• TASK GOAL
Reproduce the listing below word for word, including every line from first to last.

• MATERIALS PROVIDED
----------

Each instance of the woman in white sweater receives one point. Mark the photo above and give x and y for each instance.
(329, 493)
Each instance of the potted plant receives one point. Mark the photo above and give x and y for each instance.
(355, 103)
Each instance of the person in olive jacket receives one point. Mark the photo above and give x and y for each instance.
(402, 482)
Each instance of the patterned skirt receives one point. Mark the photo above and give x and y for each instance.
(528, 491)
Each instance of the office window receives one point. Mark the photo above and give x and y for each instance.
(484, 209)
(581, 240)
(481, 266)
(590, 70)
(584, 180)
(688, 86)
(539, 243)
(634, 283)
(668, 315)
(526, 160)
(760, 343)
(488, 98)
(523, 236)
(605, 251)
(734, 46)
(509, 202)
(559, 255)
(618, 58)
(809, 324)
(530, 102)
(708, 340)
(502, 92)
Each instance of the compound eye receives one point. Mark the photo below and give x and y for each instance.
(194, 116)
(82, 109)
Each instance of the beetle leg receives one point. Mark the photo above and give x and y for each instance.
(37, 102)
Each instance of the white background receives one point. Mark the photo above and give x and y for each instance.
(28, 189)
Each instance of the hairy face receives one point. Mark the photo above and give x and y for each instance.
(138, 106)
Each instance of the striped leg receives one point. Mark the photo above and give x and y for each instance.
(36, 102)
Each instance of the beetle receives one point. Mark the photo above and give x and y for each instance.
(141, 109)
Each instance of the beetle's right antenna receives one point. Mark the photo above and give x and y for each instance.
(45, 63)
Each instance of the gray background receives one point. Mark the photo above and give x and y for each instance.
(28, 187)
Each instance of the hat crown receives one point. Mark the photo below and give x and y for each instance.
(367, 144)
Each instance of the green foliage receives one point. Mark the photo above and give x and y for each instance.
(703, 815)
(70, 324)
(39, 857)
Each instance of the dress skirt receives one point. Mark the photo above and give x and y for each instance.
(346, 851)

----------

• WORKED SOLUTION
Each instance of the woman in white sweater receives one point. Mark the photo above and give x and y for each instance.
(329, 493)
Each instance of the potted plant receives one point. Mark the photo above and give x and y for each instance.
(355, 103)
Each instance of the person in olive jacket receives one point. Mark the photo above and give x and y for each instance.
(402, 482)
Each instance of the patterned skirt receives one point. Mark the photo above and give x and y for each instance.
(528, 491)
Each instance of the office window receives one point. Mark the photo above and give x and y for each instance.
(484, 209)
(581, 240)
(481, 266)
(590, 70)
(584, 180)
(688, 86)
(539, 243)
(634, 283)
(668, 315)
(526, 160)
(760, 343)
(488, 98)
(523, 236)
(605, 251)
(734, 46)
(509, 202)
(559, 255)
(618, 58)
(809, 324)
(530, 102)
(708, 340)
(502, 92)
Each instance of the compound eye receives one point. Mark the photo below and give x and y for each instance.
(194, 116)
(82, 109)
Each instance of the beetle leg receives one point. Mark the photo above and give x and y for each instance.
(37, 102)
Each instance of the white background receives one point. Mark the photo above and give x and y for each instance.
(28, 189)
Each instance of the hairy face receives one point. Mark the photo above and give x and y for each instance.
(138, 106)
Each instance of the striped leg receives one point. Mark the photo above and give x and y for each instance.
(36, 102)
Each instance of the beetle receives one point. Mark the photo above and give x and y for each instance.
(141, 109)
Each instance of the beetle's right antenna receives one point. Mark the photo above and give x and y for each instance.
(45, 63)
Each instance of the gray background receives one point. Mark the photo above and give x and y for each instance.
(28, 187)
Each instance of the hat crown receives one point. Mark the photo below and give x and y for each instance.
(367, 144)
Each instance of the green foliage receives one point. Mark the photo above and give x and y for each instance.
(703, 815)
(70, 324)
(39, 857)
Each instance of the dress skirt receives one point. Mark the photo above and give x and y for each instance.
(346, 851)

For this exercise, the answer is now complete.